──────── Supplied records

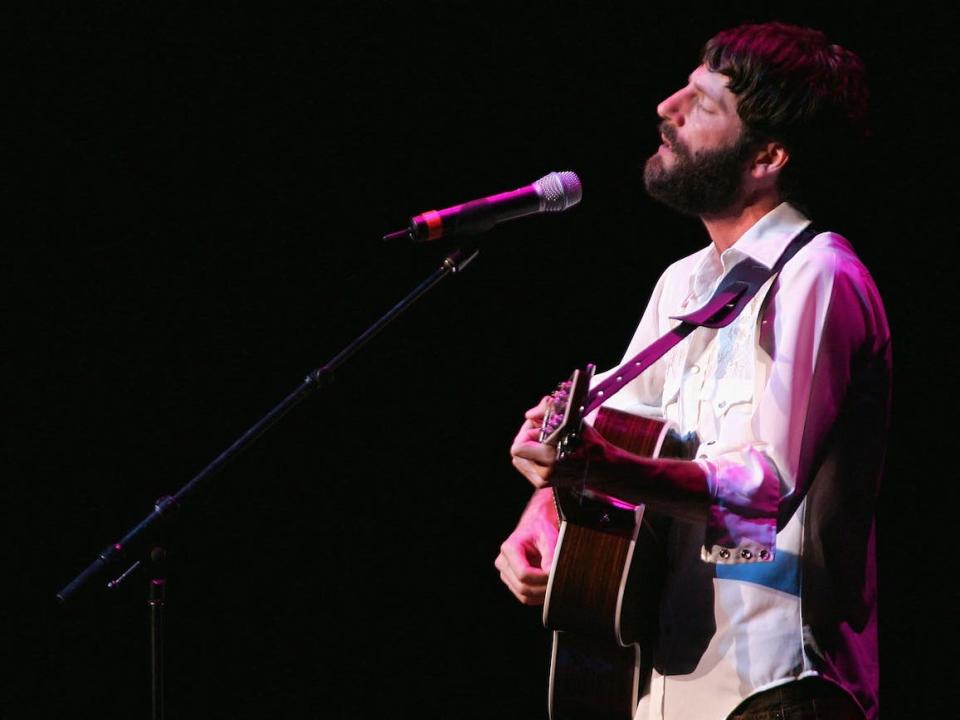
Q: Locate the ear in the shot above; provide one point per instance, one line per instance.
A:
(769, 160)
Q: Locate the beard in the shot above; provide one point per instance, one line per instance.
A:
(708, 182)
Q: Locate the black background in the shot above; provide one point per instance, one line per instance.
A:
(198, 196)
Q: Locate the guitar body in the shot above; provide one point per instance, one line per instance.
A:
(603, 595)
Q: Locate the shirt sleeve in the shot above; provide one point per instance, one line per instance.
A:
(823, 313)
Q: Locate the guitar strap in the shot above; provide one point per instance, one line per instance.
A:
(731, 296)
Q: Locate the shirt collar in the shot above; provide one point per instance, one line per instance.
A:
(764, 242)
(767, 238)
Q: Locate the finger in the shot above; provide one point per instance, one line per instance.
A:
(527, 433)
(545, 455)
(538, 411)
(519, 566)
(536, 474)
(529, 587)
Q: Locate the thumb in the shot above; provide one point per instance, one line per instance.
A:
(546, 545)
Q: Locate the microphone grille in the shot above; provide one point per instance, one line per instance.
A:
(558, 191)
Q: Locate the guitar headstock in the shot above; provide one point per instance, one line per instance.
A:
(564, 416)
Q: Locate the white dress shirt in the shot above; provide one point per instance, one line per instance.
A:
(791, 404)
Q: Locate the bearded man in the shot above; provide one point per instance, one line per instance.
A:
(769, 602)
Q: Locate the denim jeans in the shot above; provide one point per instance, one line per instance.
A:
(807, 699)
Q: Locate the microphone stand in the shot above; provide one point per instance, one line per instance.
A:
(454, 262)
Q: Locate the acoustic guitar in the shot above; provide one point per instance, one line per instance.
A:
(603, 593)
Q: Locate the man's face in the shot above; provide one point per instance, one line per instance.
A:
(699, 168)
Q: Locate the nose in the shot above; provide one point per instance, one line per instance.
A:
(673, 108)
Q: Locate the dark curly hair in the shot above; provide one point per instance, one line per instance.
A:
(795, 87)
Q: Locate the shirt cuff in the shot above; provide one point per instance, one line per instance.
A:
(742, 521)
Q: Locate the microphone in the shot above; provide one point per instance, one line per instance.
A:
(551, 193)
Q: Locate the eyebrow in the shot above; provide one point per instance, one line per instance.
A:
(699, 87)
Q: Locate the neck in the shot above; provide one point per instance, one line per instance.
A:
(726, 228)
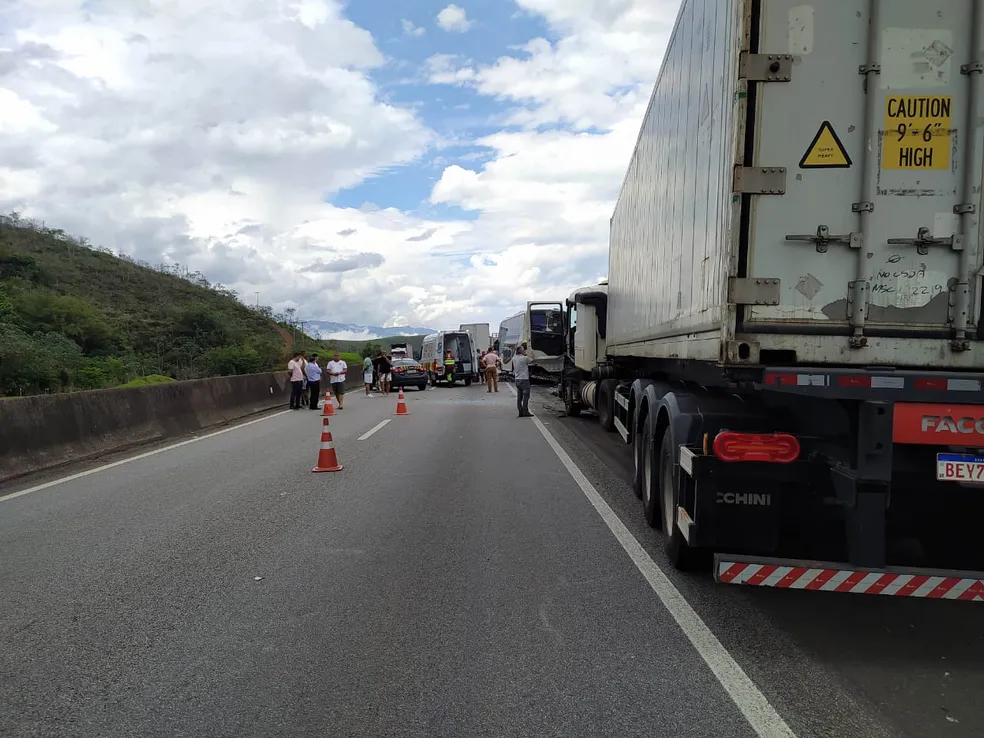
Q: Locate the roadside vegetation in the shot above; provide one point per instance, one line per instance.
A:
(76, 317)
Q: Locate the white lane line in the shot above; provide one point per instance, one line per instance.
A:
(372, 430)
(760, 714)
(96, 470)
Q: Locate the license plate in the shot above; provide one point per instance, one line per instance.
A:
(960, 468)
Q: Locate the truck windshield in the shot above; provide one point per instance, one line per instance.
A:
(546, 332)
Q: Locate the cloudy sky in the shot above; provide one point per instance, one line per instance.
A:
(360, 162)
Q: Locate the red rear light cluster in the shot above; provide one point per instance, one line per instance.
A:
(773, 448)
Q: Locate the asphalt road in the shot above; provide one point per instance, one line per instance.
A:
(454, 579)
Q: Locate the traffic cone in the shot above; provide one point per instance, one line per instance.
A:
(401, 404)
(327, 458)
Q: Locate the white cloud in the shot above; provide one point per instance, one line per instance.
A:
(453, 18)
(209, 133)
(411, 30)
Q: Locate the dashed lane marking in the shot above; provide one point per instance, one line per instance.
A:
(756, 708)
(372, 430)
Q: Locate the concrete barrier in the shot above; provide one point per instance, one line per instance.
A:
(45, 431)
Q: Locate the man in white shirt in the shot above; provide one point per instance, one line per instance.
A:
(336, 370)
(295, 374)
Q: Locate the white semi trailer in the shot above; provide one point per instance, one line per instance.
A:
(789, 338)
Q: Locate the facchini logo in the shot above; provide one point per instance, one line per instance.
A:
(932, 424)
(947, 424)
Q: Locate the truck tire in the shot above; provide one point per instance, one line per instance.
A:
(571, 407)
(650, 474)
(606, 404)
(638, 460)
(681, 555)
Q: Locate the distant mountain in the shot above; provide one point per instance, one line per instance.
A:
(327, 330)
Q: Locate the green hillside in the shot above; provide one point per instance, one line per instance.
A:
(377, 344)
(73, 316)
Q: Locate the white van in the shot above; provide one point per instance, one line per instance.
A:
(460, 344)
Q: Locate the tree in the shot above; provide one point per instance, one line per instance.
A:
(18, 358)
(63, 355)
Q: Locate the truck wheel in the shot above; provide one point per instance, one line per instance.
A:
(638, 461)
(606, 404)
(681, 555)
(650, 475)
(571, 408)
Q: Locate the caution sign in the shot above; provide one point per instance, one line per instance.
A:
(917, 132)
(825, 151)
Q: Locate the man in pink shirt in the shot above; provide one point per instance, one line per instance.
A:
(295, 373)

────────────────

:: Exercise directions ::
Switch every "shot above" in the records to "image above" and write all the records out again with nothing else changed. Leave the pictures out.

:: Answer below ::
Q: Locate the ear in the image above; provide one point per instance, one line per instance.
A:
(769, 160)
Q: Locate the beard in the image above; provide one point per instance, one line per instance.
A:
(708, 182)
Q: Locate the black background in the image above; provide one point per instance, one line per instance.
A:
(198, 196)
Q: Locate the guitar body in the image above; provide one point per instance, one line per instance.
A:
(603, 595)
Q: Locate the shirt sleeve in the image above; provide one point per instance, one line per instance.
A:
(823, 313)
Q: Locate the guitar strap in the image above; provide one point per instance, one line per instance.
A:
(731, 296)
Q: Locate the shirt collar in the image above; provide one point per instance, one line per instance.
A:
(764, 242)
(767, 238)
Q: Locate the finger in the image above; provide one point per instance, one line per instance.
A:
(527, 433)
(545, 455)
(538, 411)
(519, 566)
(536, 474)
(529, 587)
Q: Locate the thumb in the image above; provide one point per instance, one line per instance.
A:
(546, 545)
Q: Locate the microphone grille in the image above; provide one point per instance, one line per instance.
A:
(558, 191)
Q: Locate the guitar headstock in the image above; provide one point per instance, one line per instance.
A:
(564, 416)
Q: Locate the white dress shirt in the image above; provide one point per instance, one line per instance.
A:
(791, 404)
Q: Locate the bearded man in the image above; provide one point per instance, one line per instance.
A:
(769, 602)
Q: Locate the denim jeans in the image above; provide one point per instance, one line per instance.
A:
(807, 699)
Q: Locate the microphone stand in the image above; provide one point per instance, one line per instance.
A:
(454, 262)
Q: Locate the acoustic guitar in the image above; provide one point per instance, one line per instance.
A:
(603, 593)
Q: Locate the man's face in the image above; provide one point per instance, one line per instance.
A:
(699, 168)
Q: Locate the nose in the image above; provide one point per instance, one line per instance.
A:
(673, 108)
Q: Locate the dark curly hair in the image above; provide one point per instance, one line per instance.
A:
(795, 87)
Q: Locate the shirt cuff in the image above; provide one point per instance, one line per instance.
A:
(742, 521)
Q: Locate the microphone in the image above; provide one point per instance, one line per instance.
A:
(551, 193)
Q: Locate the eyebrow in the image above; provide one point per instance, one line per instance.
A:
(699, 87)
Q: Locate the neck in the image above; provide one point per instance, one line per instance.
A:
(726, 228)
Q: Locate the roadside vegetation in the image above; provide one point per instance, one line per instance.
A:
(76, 317)
Q: Locate the white lane line in the image above; provide one point per instance, one line per instance.
A:
(372, 430)
(760, 714)
(96, 470)
Q: Locate the license plate in the image above; provide one point per instance, one line per instance.
A:
(960, 468)
Q: Locate the truck windshield in the image above; provide one point per instance, one line per instance.
A:
(546, 332)
Q: Locate the cloudy sky in the image above; provide one point per instance, one line per instance.
A:
(360, 162)
Q: Locate the red rear light cluster in the image above; provide one point per instance, one line per instance.
A:
(773, 448)
Q: Locate the asphalt road in the image above; provide one point per instance, one line per instance.
A:
(454, 579)
Q: Locate the traffic cone in the image above; provide one point per instance, one line per instance.
A:
(401, 404)
(327, 458)
Q: Locate the white cloud in the image above; provide one point per instance, one line per instance.
A:
(453, 18)
(209, 133)
(411, 30)
Q: Locate the dashed lane marking in the image above; provide one point per instance, one line per instance.
A:
(756, 708)
(372, 430)
Q: Locate the concrete barrier in the image above; provide one point per instance, one line per instance.
A:
(45, 431)
Q: Locate the man in white shirt in the image above; provide one point per instance, one line per instance.
A:
(336, 370)
(295, 374)
Q: Locate the white semi trailer in the image above; provide one point per instance, one line per instance.
A:
(789, 338)
Q: Locate the facchini logo in the image above; provide one point per instance, one line per instance.
A:
(932, 424)
(947, 424)
Q: Locate the truck tire in the image above; provide one point per instance, one line per instance.
A:
(571, 407)
(650, 474)
(606, 404)
(638, 460)
(681, 555)
Q: Locate the distant mountain in the image above; provide one point per instance, one line per instance.
A:
(327, 330)
Q: Locate the green hillside in the image above; provide one point per instance, one line per instance.
A:
(377, 344)
(73, 316)
Q: Locate the white van in the image above; provide one point per instance, one line per instance.
A:
(460, 344)
Q: Locate the tree in the image above; provide one point per instance, one line per instance.
A:
(18, 358)
(63, 355)
Q: Locate the truck wheel in the image above; provide one point per instance, one line per instance.
A:
(638, 461)
(606, 404)
(681, 555)
(650, 475)
(571, 408)
Q: Locate the caution sign in the image above; provide one point per instance, one line per instance.
A:
(917, 132)
(825, 151)
Q: Locate the man in pink shirt in the image above; provide one point per instance, one line per instance.
A:
(295, 373)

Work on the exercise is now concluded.